::: Page excerpt :::

The protagonist, Jared Dirac, is an odd case even amongst this band of post-humans. Through a confluence of highly damaging treason against the Colonial Union and “consciousness transfer” technology, Jared is technically a clone of a high profile traitor, Charles Boutin. However, failing to initially reveal any knowledge that could lead to the capture Boutin, Jared is simply entered into the Special Forces. This gives Scalzi, in homage to Heinlein, room to explore how troops train, adapt to their technology, and ultimately bond. Eventually Jared enters into his tour of duty, sees a couple of harrowing missions and ultimately becomes key in a high risk plot to eliminate Boutin.

::: Record extracts :::

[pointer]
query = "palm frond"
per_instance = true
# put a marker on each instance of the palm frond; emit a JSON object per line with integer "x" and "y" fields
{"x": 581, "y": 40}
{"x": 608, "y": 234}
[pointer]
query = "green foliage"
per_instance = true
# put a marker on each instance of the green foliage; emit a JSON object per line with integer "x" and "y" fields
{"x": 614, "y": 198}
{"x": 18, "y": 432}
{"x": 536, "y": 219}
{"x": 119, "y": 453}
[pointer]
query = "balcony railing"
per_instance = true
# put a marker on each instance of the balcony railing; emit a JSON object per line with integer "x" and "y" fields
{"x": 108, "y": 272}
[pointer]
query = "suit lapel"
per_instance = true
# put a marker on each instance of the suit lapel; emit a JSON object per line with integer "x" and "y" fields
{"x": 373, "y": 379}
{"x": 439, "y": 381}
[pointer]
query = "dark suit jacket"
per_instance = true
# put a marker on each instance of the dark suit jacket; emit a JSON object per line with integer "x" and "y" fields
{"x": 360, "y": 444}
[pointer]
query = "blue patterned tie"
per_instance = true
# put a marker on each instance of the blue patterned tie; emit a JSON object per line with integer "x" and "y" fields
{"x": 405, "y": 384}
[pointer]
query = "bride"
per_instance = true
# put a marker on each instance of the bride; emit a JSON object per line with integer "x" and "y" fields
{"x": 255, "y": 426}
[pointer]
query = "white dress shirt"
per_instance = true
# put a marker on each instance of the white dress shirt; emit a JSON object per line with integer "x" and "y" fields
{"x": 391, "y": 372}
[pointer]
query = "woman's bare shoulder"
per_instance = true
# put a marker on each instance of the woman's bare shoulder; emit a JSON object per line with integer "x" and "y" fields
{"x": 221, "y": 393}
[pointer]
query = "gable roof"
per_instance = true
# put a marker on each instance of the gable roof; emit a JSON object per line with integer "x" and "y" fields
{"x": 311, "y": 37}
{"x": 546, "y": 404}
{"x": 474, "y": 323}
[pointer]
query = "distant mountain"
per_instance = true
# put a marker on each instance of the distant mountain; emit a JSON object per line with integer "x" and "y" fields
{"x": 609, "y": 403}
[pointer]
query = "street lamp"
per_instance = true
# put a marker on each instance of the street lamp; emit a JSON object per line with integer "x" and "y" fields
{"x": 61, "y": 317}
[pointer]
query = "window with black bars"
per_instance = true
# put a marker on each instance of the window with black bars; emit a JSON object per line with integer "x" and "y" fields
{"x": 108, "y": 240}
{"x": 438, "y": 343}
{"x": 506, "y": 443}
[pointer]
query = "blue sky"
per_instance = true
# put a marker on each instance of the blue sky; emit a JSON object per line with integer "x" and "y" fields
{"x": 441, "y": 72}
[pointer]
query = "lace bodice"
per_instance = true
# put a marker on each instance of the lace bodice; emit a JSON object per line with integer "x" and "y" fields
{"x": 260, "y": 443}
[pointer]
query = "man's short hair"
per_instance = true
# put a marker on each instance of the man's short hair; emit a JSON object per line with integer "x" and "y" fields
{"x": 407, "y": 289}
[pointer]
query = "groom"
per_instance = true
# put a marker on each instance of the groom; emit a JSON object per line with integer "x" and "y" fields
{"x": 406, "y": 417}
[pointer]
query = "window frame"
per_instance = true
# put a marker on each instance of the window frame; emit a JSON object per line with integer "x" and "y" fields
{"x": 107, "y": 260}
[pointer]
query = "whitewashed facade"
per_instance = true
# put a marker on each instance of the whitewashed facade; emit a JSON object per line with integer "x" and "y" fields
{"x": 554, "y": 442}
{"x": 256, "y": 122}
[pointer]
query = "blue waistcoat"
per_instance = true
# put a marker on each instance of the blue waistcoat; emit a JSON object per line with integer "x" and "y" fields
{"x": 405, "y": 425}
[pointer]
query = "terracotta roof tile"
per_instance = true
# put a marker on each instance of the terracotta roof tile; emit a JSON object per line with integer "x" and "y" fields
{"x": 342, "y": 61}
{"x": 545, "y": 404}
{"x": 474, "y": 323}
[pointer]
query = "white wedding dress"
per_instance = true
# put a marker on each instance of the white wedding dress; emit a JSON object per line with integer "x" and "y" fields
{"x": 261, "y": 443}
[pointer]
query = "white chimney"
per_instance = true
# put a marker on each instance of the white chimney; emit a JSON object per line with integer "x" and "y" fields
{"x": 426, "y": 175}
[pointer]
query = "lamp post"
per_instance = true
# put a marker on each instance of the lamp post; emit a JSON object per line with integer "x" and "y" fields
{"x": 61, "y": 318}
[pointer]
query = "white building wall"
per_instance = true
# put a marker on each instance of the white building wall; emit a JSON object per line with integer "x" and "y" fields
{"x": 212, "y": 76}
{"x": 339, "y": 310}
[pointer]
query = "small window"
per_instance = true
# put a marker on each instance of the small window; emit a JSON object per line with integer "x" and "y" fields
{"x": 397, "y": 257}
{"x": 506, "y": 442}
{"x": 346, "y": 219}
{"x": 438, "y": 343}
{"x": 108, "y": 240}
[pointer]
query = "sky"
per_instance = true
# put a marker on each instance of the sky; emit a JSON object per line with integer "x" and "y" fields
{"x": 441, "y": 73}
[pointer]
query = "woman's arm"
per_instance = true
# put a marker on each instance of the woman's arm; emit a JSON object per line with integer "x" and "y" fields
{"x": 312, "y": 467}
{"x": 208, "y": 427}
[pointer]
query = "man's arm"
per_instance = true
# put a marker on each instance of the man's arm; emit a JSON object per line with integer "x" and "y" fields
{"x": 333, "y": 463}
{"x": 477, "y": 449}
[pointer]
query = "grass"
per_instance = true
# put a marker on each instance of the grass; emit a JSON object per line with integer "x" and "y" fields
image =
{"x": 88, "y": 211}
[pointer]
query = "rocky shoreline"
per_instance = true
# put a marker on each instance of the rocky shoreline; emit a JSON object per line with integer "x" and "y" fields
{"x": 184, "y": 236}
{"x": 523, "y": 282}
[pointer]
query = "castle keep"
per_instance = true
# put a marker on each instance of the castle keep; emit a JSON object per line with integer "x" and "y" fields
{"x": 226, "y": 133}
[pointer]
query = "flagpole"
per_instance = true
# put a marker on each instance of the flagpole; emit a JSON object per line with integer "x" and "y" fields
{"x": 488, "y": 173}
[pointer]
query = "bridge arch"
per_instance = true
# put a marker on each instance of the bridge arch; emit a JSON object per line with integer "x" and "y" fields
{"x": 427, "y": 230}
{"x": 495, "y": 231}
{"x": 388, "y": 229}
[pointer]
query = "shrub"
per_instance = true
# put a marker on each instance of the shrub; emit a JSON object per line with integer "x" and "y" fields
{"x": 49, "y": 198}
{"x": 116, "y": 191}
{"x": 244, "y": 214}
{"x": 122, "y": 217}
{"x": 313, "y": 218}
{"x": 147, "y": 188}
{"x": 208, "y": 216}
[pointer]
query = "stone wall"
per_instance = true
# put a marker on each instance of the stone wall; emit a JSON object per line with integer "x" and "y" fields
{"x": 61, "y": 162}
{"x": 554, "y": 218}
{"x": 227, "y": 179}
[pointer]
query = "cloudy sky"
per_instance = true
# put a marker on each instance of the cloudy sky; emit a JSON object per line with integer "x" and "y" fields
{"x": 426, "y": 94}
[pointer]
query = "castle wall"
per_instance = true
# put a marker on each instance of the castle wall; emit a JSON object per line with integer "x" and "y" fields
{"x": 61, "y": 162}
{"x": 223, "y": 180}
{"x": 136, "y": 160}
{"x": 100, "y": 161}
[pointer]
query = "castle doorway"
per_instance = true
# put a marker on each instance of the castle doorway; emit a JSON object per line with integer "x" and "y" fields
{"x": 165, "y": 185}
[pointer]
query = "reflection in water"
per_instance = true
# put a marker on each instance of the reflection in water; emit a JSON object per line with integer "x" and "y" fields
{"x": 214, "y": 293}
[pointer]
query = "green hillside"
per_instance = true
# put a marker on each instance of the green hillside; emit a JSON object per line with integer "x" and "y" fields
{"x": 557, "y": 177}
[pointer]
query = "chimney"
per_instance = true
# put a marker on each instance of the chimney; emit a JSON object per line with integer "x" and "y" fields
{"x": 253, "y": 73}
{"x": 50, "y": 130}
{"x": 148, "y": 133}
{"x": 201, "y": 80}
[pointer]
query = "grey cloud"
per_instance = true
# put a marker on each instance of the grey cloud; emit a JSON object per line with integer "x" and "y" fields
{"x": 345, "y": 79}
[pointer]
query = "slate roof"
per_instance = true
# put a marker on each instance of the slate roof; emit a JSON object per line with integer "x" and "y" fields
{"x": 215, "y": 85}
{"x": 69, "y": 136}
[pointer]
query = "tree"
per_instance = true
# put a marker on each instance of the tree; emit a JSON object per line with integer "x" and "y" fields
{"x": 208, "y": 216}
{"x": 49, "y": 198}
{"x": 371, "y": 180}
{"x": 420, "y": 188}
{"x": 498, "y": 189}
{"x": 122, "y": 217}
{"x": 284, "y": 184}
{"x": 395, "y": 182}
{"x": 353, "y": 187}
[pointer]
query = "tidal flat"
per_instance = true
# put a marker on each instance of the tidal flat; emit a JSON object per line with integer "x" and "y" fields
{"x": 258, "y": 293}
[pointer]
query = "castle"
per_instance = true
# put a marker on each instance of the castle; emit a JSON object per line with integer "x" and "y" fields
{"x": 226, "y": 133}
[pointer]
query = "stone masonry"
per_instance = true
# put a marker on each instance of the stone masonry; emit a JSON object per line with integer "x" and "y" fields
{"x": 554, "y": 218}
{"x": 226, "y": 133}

:::

* **Set tasks**:
1. Answer these from the Jared Dirac passage:
(a) Whose clone is Jared technically?
(b) What is Jared entered into after failing to reveal knowledge about Boutin?
(c) To whom does Scalzi pay homage in exploring how troops train and bond?
2. Take the passage about Jared Dirac further, starting after its final sentence.

* **Task answers**:
1.
(a) Charles Boutin, a high-profile traitor.
(b) The Special Forces.
(c) Heinlein.

2.
Where The Ghost Brigades diverges somewhat from Old Man’s War is a clearer emphasis on some of the ethical, political, and philosophical conundrums hinted at in Old Man’s War. For example, the odd status of the Special Forces as post-humans definitely comes to the fore. While Old Man’s War was a good end-to-end tale, the originality of its fundamental premise, the wisdom of old age fused into engineered warfaring youth, is the critical hook. That trick can’t be relied on in The Ghost Brigades, but the reward is deeper exploration of what it says about humanity to take old people and recycle them into soldiers, to create post-human super soldiers who haven’t experienced adolescence before seeing battle, and to willy-nilly record and transfer consciousness between physical bodies. Not to mention various devious tactics employed by a number of the main characters.

So while I’m sure there are plenty of folks who think The Ghost Brigades, by virtue of being a sequel, can’t stand up to Old Man’s War, I actually think it does quite well.